*** Provided information Section Begins ***

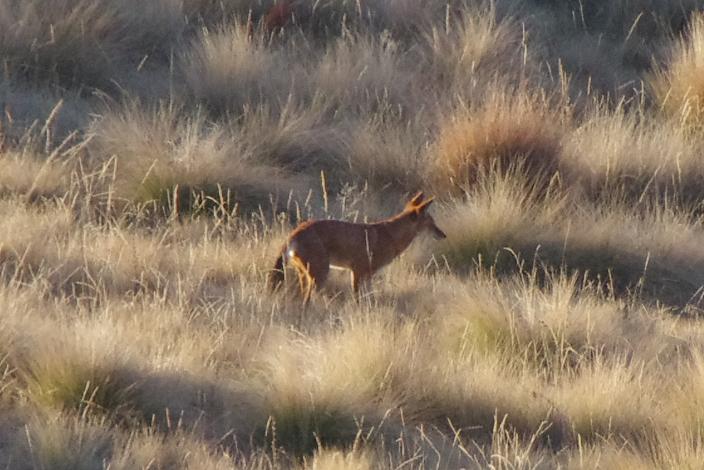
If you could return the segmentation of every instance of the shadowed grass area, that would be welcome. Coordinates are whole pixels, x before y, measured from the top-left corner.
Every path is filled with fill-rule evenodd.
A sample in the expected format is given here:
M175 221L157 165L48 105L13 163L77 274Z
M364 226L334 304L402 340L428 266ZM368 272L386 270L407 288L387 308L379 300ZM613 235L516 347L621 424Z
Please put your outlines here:
M273 410L263 442L292 455L310 455L320 446L350 447L361 432L345 410L315 403L289 403Z
M440 222L448 240L439 253L450 267L576 271L619 295L638 292L680 307L694 300L701 283L695 266L702 261L689 251L693 233L672 230L686 224L687 213L641 214L619 203L604 212L576 206L569 196L536 195L523 176L485 176ZM615 223L620 231L612 230Z
M182 6L108 0L0 4L0 50L10 76L64 87L115 89L124 68L168 51Z
M27 391L41 406L115 416L130 412L137 377L132 371L103 370L78 361L43 361L30 368L25 378Z

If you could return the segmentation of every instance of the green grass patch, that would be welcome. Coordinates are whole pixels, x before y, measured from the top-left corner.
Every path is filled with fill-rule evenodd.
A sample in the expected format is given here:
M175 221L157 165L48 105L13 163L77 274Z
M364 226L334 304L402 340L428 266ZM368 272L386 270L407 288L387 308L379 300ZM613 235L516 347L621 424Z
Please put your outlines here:
M130 410L136 387L132 371L82 362L35 364L25 380L40 405L108 415Z
M360 432L345 404L287 401L276 403L266 426L257 432L260 442L283 448L292 455L312 455L322 447L350 447Z

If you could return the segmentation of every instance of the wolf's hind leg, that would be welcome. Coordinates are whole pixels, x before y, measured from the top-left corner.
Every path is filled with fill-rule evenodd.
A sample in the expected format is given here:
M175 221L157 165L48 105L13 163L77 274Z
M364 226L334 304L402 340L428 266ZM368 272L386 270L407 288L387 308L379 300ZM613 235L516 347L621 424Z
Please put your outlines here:
M325 281L330 274L330 262L327 257L319 257L315 262L308 263L308 276L310 278L308 298L312 295L312 291L316 288L323 287Z
M352 271L352 290L354 291L355 297L357 297L357 300L361 299L361 296L363 294L362 291L365 290L365 287L369 286L369 282L371 280L371 275L369 275L366 271L364 270L356 270Z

*** Provided information Section Ends ***

Show me every line of the entries above that holds "grass".

If you could return the segmentation of every instance of the shadowed grass area, that would be welcome. Coordinates are whole pixels, x before y, measured from the top-left corner.
If you could return the segmentation of every instance of the green grass patch, that would be welcome. Coordinates are whole pixels, x before y, measured from the top-left corner.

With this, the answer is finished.